▶ What needs to be done
Pick up the article on searching in the Standard C++ library below and keep writing it, starting right after its final sentence.

▶ Selected passage

C/C++ Contributing Editors


The Standard Librarian: Searching in the Standard Library

Matt Austern

The genius as well as the oversights in the design of the Standard C++ library surface in a simple discussion of its linear and binary search algorithms.


If you’re storing a collection of values, probably one of the reasons is so you can look things up in it. Searching for a specific item in a collection is an important problem; whole books have been written about it. Not surprisingly, the Standard C++ library provides many different techniques for searching.

In the C++ library, the usual way of referring to a collection is through a range of iterators. The range can be written as [first, last), where *first is the first value in the range and where last points just beyond the last value. In this notation, here’s how we can think of the general problem: given a range and a criterion, find the first iterator that points to a value satisfying the criterion. Because we write ranges in an asymmetrical form, we can avoid special cases: a search that fails can return last, and a range with zero elements can be written as [i, i).

Linear Search and Its Variants

The simplest form of searching is linear search, or, as Knuth calls it, sequential search: looking at each value in turn, and checking to see if it’s the one we’re looking for. If we have N elements in the range, then in the worst case we have to make N comparisons.

The standard library provides several versions of linear search; the two most important versions are find (which takes a range and a value x and looks for a value that’s equal to x) and find_if (which takes a range and a predicate p and looks for a value that satisfies p). Other versions of linear search are find_first_of (which takes two ranges, [first1, last1) and [first2, last2) and finds the first element in [first1, last1) that’s equal to any one of the values in the second range) and adjacent_find (which takes a single range and finds the first element that’s equal to its successor).

▶ Dataset section
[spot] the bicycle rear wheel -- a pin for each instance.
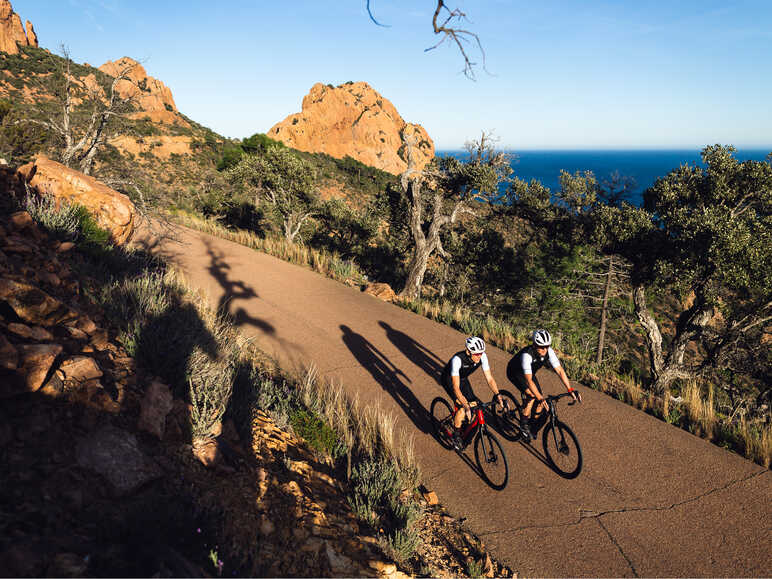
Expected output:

▶ Final result
Suppose, for example, that v is a vector of int. You can find the first zero by writing:

vector<int>::iterator i =
  find(v.begin(), v.end(), 0);

You can find the first nonzero element by writing:

vector<int>::iterator i =
  find_if(v.begin(), v.end(),
          not1(bind2nd(equal_to<int>(),
          0)));

You can look for the first small prime by writing:

A[4] = { 2, 3, 5, 7 };
vector<int>::iterator i =
  find_first_of(v.begin(), v.end(),
                A+0, A+4);

You can find the first pair of duplicates by writing:

vector<int>::iterator i =
  adjacent_find(v.begin(), v.end());

There aren’t any separate versions that search backward through a range, but that’s because you don’t need them: you can get the same effect with a simple iterator adaptor. To find the last zero in v instead of the first, for example, all you have to write is:

vector<int>::reverse_iterator i =
  find(v.rbegin(), v.rend(), 0);

Linear search is a simple algorithm, and its implementation may not seem to present any important issues. Many books (including mine) show a simple implementation of std::find:

template <class InIter, class T>
InIter find(InIter first, InIter last,
            const T& val)
{
  while (first != last && !
    (*first == val))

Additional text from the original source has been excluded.